[[ Source material, beginning ]]
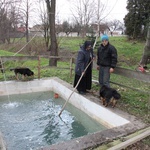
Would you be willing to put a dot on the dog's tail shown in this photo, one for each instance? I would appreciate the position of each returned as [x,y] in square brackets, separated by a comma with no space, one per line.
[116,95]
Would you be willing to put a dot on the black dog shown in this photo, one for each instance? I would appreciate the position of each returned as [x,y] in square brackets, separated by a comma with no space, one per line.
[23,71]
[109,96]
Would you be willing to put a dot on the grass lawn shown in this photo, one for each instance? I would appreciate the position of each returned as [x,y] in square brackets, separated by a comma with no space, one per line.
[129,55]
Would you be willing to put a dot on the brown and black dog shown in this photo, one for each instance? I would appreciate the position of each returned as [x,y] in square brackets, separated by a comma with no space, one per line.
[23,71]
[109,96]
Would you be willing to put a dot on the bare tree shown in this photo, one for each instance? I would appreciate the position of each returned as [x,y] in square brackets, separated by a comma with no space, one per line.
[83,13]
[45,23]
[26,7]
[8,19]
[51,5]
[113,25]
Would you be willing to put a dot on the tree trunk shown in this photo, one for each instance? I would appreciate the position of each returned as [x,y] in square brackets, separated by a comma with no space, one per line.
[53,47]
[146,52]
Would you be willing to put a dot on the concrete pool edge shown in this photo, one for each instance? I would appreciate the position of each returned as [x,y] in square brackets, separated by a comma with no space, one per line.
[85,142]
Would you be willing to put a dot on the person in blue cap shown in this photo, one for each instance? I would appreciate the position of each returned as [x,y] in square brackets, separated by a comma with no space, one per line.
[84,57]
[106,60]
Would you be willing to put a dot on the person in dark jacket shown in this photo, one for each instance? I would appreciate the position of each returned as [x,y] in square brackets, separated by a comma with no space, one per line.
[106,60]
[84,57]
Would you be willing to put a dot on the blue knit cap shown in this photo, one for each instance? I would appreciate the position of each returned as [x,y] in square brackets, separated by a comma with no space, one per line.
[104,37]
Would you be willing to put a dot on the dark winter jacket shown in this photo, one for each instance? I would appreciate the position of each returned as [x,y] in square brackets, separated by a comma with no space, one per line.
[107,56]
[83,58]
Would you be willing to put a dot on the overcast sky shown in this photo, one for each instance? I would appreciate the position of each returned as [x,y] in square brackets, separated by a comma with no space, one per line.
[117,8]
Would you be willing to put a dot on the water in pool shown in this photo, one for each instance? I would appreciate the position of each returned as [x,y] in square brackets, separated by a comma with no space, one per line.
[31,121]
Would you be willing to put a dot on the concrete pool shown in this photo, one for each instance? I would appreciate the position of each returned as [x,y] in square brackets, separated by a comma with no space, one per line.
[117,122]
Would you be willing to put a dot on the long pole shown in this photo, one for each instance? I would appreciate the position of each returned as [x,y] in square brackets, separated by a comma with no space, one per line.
[[ Source material, end ]]
[[ Source material, beginning ]]
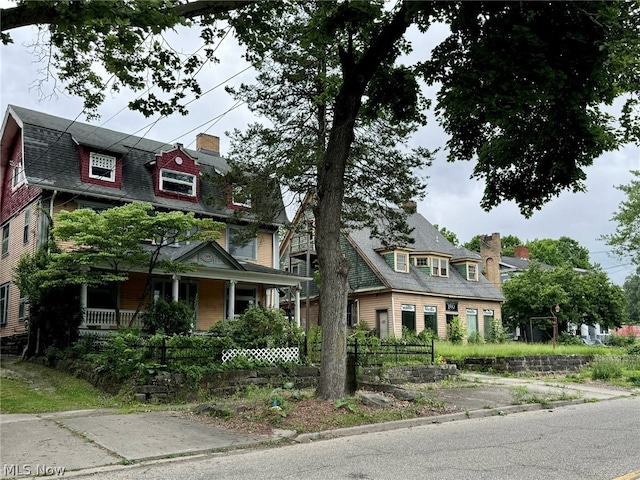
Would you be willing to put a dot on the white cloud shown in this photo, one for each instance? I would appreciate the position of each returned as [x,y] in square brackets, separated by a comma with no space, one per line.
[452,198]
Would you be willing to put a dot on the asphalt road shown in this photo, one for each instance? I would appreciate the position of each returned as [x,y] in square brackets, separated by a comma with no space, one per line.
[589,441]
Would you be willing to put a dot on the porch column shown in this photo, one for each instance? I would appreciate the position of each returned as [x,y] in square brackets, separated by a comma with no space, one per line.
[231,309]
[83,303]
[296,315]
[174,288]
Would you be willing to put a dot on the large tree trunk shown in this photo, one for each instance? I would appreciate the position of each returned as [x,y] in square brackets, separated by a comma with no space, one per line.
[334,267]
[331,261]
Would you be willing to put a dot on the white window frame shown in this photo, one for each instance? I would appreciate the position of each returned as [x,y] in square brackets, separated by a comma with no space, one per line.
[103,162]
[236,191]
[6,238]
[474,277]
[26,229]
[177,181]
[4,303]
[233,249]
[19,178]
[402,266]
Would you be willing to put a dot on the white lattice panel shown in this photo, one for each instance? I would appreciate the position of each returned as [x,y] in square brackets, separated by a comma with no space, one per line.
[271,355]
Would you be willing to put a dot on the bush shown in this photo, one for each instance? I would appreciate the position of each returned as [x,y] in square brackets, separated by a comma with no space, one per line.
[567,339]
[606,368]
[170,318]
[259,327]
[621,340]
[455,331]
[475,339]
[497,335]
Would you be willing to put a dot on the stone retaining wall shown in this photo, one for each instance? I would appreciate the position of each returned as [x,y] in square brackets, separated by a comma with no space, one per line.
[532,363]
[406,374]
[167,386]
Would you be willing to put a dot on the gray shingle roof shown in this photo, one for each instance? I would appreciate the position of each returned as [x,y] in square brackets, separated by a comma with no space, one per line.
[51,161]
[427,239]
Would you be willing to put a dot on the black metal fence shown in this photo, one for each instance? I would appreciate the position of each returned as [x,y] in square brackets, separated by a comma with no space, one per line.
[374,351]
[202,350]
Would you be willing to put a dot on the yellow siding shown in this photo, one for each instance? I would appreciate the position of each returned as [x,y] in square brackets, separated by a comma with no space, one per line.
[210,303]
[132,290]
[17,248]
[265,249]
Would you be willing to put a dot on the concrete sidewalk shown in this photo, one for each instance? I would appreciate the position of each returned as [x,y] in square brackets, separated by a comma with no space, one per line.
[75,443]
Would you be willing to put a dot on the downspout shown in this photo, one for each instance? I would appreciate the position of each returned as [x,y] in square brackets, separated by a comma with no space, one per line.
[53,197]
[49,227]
[[ Source material, end ]]
Copy the lines of the data above exactly as written, beginning with the line containing "Would you be willing to put a dot on the water" and ending with the line containing "Would you be willing to put a dot on the long", and leave out all other lines.

Would you be willing to put a dot on the water in pool shown in this photo, one for each instance? I would appreciate the position of each returned as [x,y] in square brackets, separated by a comma with no space, one per line.
[31,121]
Would you be willing to put a dot on the concrete pool shown in this photo, one for each instance? I would appreciate the position of each returned as [x,y] in square brackets, separated by a comma with no space, one per line.
[117,122]
Would you be willing to put a dot on the long pole shown in this photo, one for each instance? I would appreciate the position of each returned as [x,y] in square brackets, separated by a comma with no space, one per line.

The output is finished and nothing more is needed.